● Task statement
Continue the passage on how the SWI-Prolog virtual machine works, starting after its final sentence. Do not continue the material that follows it.

● Provided passage
________________________
A Prolog VM has a rather different instruction set. Many instructions are related to unification.
The WAM is a register VM, but despite some wrong names in the sources, the SWI-Prolog VM is based on a minimal version of the ZIP, which passes arguments over the stacks rather than using registers.
I don’t know how the JVM deals with stuff such as OS access. The (SWI-)Prolog VM can deal with such things in two ways: add a VM instruction or add a foreign predicate. Most not very time critical stuff uses foreign predicates as that keeps the VM small, is easier to manage and even allows loading such extensions at runtime.
A predicate is implemented by what is called the supervisor code. That can be regarded a preamble and depends on how the predicate is defined. If it is foreign, this uses one of the i_fcall* instructions which creates the arguments for the C function and calls it. If is a normal predicate it depends on things such as being thread-local, dynamic or static and in the latter case on the indexing opportunities. The supervisor is created on the first call (actually, the initial supervisor is S_VIRGIN, which analyses the predicate and replaces itself by the real supervisor on the first call. reloading the predicate resets the supervisor to S_VIRGIN).
Unification is a very special case. The VM defines many unification instructions and the predicate is hardly ever called. It is there to support meta calling it (e.g, maplist(=(x), LIst)) and such that you can reason about programs using reflexive predicates such as predicate_property/2. Being foreign, =/2 only has a supervisor and no clauses.
So, it seems that Prolog would, for an equivalent task be quite slower – speed is mostly gained by those predicates that executed in compiled C.
And my assumption that VMs are inherently slower than native code is not really true … once just in time compiled they run at native speed.
So, i guess, C++ key benefit over, say, Java and .Net, is more control over low level details such as memory layout . I do remember reading a paper that garbage collection done automatically is often more efficient than manual GC in non-garbage collection languages …
The granularity of most of the Prolog VM instructions is a lot higher, meaning a single instruction does far more work than it would in an imperative language. The price of a VM (without compiling it) is roughly) threefold:
Find and jump to the next instruction
Possible loss of CPU pipelining
Loose opportunities to schedule instructions smartly due to the split in VM instructions. I.e., if you create a jumbo instruction out of a series of simple VM instructions the compiler may reschedule the instructions in a more efficient way.
________________________
● Information shown
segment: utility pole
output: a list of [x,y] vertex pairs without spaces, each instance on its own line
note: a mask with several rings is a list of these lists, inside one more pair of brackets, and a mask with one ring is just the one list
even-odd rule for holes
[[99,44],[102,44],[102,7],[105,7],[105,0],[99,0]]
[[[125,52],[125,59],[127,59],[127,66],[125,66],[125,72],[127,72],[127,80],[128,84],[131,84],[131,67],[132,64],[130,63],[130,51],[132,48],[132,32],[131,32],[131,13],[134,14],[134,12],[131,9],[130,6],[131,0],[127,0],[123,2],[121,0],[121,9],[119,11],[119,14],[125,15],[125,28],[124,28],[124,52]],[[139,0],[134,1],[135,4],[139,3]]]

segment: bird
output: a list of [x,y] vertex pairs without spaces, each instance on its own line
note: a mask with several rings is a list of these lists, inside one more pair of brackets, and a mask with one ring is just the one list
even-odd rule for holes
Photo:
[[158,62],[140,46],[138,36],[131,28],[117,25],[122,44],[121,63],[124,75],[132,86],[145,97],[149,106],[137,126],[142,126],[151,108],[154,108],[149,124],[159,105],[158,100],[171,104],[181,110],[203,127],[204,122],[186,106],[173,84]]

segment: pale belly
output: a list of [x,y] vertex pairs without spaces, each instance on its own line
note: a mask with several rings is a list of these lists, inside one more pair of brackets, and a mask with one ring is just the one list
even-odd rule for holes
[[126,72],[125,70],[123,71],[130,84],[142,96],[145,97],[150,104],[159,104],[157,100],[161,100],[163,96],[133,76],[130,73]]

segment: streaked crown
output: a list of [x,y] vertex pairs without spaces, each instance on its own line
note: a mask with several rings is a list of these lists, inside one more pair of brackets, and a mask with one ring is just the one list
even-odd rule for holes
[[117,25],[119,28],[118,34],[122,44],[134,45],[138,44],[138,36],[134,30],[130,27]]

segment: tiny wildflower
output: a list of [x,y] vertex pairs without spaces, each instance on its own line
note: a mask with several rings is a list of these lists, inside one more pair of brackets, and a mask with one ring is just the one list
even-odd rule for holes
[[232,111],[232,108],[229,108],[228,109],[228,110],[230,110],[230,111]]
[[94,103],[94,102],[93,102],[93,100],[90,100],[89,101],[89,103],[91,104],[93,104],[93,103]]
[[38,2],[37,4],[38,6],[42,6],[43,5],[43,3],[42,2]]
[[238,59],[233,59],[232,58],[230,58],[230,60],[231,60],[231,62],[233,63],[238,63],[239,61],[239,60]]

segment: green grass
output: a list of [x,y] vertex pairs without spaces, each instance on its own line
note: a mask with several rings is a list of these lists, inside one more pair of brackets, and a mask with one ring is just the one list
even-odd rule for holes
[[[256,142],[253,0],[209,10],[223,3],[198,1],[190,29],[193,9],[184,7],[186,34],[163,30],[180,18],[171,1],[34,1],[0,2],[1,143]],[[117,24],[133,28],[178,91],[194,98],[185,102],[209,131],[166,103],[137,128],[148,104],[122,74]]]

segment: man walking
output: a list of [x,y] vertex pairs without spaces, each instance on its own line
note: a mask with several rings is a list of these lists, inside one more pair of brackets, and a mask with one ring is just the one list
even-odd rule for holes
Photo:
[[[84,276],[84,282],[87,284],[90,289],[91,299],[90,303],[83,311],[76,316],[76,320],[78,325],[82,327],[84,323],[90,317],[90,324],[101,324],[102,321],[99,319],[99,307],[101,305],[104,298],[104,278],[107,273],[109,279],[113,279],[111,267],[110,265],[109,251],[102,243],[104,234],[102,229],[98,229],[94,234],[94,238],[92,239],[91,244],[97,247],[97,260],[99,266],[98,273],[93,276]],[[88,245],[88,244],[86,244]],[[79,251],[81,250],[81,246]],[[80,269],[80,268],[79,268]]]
________________________
● Response below
There are also some benefits for VM code, especially for Prolog:
As VM instructions are quite large and very different from the bare metal instructions, the VM code is a lot shorter while using the same bits of the VM interpreter over and over. That reduces cache misses.
The Prolog garbage collector, debugger and many of the reflexive capabilities reason about the VM instructions. This is lost if we do native code compilation and thus we need either annotations in the code or duplicate representations or give up some of these goodies.
All in all, the debate about the usefulness of compiling Prolog to native code is not settled AFAIK. Surely, some systems showed significant speedup on tight loops running static code, but overall performance on large real wold programs is far less clear.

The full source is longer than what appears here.